[[ DATASET EXTRACT open ]]

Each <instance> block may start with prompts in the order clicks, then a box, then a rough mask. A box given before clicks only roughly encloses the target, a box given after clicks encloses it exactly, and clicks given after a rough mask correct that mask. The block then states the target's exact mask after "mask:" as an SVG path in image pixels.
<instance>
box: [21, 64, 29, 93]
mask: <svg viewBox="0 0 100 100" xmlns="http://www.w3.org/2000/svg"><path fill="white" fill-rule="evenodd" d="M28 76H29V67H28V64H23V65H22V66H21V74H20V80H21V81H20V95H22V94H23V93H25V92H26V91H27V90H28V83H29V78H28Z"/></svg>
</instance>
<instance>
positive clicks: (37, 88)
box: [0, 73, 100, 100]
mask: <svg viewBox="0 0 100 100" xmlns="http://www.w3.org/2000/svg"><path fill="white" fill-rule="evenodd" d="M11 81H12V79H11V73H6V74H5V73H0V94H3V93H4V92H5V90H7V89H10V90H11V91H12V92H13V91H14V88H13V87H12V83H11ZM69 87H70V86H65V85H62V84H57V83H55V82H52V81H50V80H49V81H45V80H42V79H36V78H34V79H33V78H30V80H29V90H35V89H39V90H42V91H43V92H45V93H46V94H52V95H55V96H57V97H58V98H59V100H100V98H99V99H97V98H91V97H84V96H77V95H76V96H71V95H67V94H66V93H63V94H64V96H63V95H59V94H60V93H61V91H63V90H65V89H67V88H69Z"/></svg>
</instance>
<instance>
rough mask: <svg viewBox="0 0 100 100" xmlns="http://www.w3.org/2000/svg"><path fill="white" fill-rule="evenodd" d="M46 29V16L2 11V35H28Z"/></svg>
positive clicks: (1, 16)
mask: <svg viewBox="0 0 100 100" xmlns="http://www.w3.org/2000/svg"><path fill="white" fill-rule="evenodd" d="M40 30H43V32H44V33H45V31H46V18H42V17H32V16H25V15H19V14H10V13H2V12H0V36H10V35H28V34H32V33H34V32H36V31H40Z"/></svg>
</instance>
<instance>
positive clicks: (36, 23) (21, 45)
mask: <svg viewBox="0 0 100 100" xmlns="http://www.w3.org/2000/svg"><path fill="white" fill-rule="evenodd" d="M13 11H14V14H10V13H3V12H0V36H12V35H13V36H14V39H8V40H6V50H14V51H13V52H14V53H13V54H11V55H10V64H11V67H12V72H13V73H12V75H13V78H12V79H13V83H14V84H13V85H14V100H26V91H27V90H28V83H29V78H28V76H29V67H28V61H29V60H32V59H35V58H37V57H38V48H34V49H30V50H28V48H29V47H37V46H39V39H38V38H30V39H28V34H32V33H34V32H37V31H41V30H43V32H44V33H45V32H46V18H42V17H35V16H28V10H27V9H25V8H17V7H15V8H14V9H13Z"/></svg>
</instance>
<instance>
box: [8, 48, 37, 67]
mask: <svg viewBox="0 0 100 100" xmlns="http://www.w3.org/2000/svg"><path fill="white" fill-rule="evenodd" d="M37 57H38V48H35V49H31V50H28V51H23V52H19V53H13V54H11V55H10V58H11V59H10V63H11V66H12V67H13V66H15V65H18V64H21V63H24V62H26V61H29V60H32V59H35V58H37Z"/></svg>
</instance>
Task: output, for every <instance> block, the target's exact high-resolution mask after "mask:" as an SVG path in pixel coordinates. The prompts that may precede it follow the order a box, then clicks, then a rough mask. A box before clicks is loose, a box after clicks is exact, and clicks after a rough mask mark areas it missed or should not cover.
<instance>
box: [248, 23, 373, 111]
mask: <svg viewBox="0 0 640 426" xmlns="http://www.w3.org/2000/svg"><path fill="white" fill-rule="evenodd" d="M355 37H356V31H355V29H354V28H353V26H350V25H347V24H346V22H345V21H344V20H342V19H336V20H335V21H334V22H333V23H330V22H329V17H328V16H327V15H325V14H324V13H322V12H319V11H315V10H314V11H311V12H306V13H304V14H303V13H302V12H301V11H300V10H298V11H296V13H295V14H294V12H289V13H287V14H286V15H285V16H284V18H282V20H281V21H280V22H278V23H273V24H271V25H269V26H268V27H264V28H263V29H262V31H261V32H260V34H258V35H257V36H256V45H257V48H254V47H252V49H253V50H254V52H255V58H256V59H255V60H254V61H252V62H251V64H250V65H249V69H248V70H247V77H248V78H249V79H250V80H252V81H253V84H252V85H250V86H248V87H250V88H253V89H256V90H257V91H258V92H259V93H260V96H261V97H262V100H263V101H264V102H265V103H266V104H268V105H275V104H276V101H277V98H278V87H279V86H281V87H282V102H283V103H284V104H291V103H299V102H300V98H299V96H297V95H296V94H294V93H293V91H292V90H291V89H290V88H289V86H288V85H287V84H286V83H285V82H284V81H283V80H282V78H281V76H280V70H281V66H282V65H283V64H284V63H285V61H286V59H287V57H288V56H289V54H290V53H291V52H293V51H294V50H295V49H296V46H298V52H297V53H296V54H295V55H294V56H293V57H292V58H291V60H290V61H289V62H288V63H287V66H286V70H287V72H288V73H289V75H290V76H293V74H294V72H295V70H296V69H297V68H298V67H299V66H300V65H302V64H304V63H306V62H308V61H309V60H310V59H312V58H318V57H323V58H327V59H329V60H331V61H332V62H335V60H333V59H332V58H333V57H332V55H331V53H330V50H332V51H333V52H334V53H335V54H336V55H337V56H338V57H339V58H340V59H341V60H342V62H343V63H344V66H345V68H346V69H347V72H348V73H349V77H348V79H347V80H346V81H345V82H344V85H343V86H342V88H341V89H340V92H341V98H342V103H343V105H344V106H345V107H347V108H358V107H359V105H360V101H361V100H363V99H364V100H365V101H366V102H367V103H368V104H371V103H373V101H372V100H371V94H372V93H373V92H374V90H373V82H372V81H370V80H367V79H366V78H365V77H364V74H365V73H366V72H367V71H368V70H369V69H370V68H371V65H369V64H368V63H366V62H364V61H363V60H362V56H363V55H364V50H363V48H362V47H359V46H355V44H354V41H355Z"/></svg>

[[ DATASET EXTRACT closed ]]

THE TASK: Please transcribe each of the entries, exactly as written.

ANSWER FOR THIS EXERCISE:
Each <instance> block may start with prompts in the order clicks, then a box, then a rough mask. A box given before clicks only roughly encloses the target, a box given after clicks encloses it exactly, and clicks given after a rough mask correct that mask. The block then states the target's exact mask after "mask:" as an SVG path in image pixels.
<instance>
box: [21, 64, 29, 93]
mask: <svg viewBox="0 0 100 100" xmlns="http://www.w3.org/2000/svg"><path fill="white" fill-rule="evenodd" d="M28 76H29V67H28V64H23V65H22V66H21V74H20V80H21V81H20V95H22V94H23V93H25V92H26V91H27V90H28V83H29V78H28Z"/></svg>
</instance>
<instance>
positive clicks: (37, 88)
box: [0, 73, 100, 100]
mask: <svg viewBox="0 0 100 100" xmlns="http://www.w3.org/2000/svg"><path fill="white" fill-rule="evenodd" d="M11 81H12V79H11V73H6V74H5V73H0V94H3V93H4V92H5V90H7V89H10V90H11V91H12V92H13V91H14V88H13V87H12V83H11ZM69 87H70V86H65V85H62V84H57V83H55V82H52V81H50V80H49V81H45V80H42V79H36V78H34V79H33V78H30V80H29V90H35V89H39V90H42V91H43V92H45V93H46V94H52V95H55V96H57V97H58V98H59V100H100V98H99V99H97V98H91V97H84V96H77V95H76V96H71V95H67V94H66V93H63V94H64V96H63V95H59V94H60V93H61V91H63V90H65V89H67V88H69Z"/></svg>
</instance>
<instance>
rough mask: <svg viewBox="0 0 100 100" xmlns="http://www.w3.org/2000/svg"><path fill="white" fill-rule="evenodd" d="M46 29V16L2 11V35H28Z"/></svg>
positive clicks: (1, 16)
mask: <svg viewBox="0 0 100 100" xmlns="http://www.w3.org/2000/svg"><path fill="white" fill-rule="evenodd" d="M40 30H43V32H44V33H45V31H46V18H42V17H32V16H25V15H19V14H10V13H2V12H0V36H10V35H28V34H32V33H34V32H36V31H40Z"/></svg>
</instance>
<instance>
positive clicks: (36, 23) (21, 45)
mask: <svg viewBox="0 0 100 100" xmlns="http://www.w3.org/2000/svg"><path fill="white" fill-rule="evenodd" d="M13 11H14V14H10V13H3V12H0V36H12V35H13V36H14V39H8V40H6V50H14V51H13V52H14V53H13V54H11V55H10V64H11V67H12V72H13V73H12V75H13V78H12V79H13V83H14V84H13V85H14V100H26V91H27V90H28V83H29V78H28V76H29V67H28V61H29V60H32V59H35V58H37V57H38V48H34V49H30V50H28V48H29V47H37V46H39V39H38V38H30V39H28V34H32V33H34V32H37V31H41V30H43V32H44V33H45V32H46V18H42V17H35V16H28V10H27V9H25V8H17V7H15V8H14V9H13Z"/></svg>
</instance>
<instance>
box: [8, 48, 37, 67]
mask: <svg viewBox="0 0 100 100" xmlns="http://www.w3.org/2000/svg"><path fill="white" fill-rule="evenodd" d="M37 57H38V48H35V49H31V50H28V51H23V52H19V53H13V54H11V55H10V58H11V59H10V63H11V66H12V67H13V66H15V65H18V64H21V63H24V62H26V61H29V60H32V59H35V58H37Z"/></svg>
</instance>
Task: output, for every <instance> block, the target's exact high-resolution mask after "mask:" as an SVG path in pixel coordinates. The prompts that may precede it follow the order a box, then clicks, then a rough mask. A box before clicks is loose, a box after clicks is exact, and clicks after a rough mask mark areas it missed or should not cover.
<instance>
box: [248, 23, 373, 111]
mask: <svg viewBox="0 0 640 426" xmlns="http://www.w3.org/2000/svg"><path fill="white" fill-rule="evenodd" d="M355 37H356V31H355V29H354V28H353V26H350V25H347V24H346V22H345V21H344V20H342V19H336V20H335V21H334V22H333V23H330V22H329V17H328V16H327V15H325V14H324V13H322V12H319V11H315V10H314V11H311V12H306V13H304V14H303V13H302V12H301V11H300V10H298V11H296V13H295V14H294V12H289V13H287V14H286V15H285V16H284V18H282V20H281V21H280V22H278V23H273V24H271V25H269V26H268V27H264V28H263V29H262V31H261V32H260V34H258V35H257V36H256V45H257V48H254V47H252V49H253V50H254V52H255V58H256V59H255V60H254V61H252V62H251V64H250V65H249V69H248V70H247V77H248V78H249V79H250V80H252V81H253V84H252V85H250V86H248V87H250V88H253V89H256V90H257V91H258V92H259V93H260V96H261V97H262V100H263V101H264V102H265V103H266V104H268V105H275V104H276V101H277V98H278V87H279V86H281V87H282V102H283V103H284V104H291V103H299V102H300V98H299V96H297V95H296V94H294V93H293V91H292V90H291V89H290V88H289V86H288V85H287V84H286V83H285V82H284V81H283V80H282V78H281V76H280V70H281V66H282V65H283V64H284V63H285V61H286V59H287V57H288V56H289V54H290V53H291V52H293V51H294V50H295V49H296V46H298V52H297V53H296V54H295V55H294V56H293V57H292V58H291V60H290V61H289V62H288V63H287V66H286V70H287V72H288V73H289V75H290V76H293V74H294V72H295V70H296V69H297V68H298V67H299V66H300V65H302V64H304V63H306V62H308V61H309V60H310V59H312V58H318V57H323V58H327V59H329V60H331V61H332V62H335V60H333V59H332V58H333V57H332V55H331V53H330V50H332V51H333V52H334V53H335V54H336V55H337V56H338V57H339V58H340V59H341V60H342V62H343V63H344V66H345V68H346V69H347V72H348V73H349V77H348V79H347V80H346V81H345V82H344V85H343V86H342V88H341V89H340V92H341V98H342V103H343V105H344V106H345V107H347V108H358V107H359V105H360V101H361V100H363V99H364V100H365V101H366V102H367V103H368V104H371V103H373V101H372V100H371V94H372V93H373V92H374V90H373V82H372V81H370V80H367V79H366V78H365V77H364V74H365V73H366V72H367V71H368V70H369V69H370V68H371V65H369V64H368V63H366V62H364V61H363V60H362V56H363V55H364V50H363V48H362V47H359V46H355V44H354V41H355Z"/></svg>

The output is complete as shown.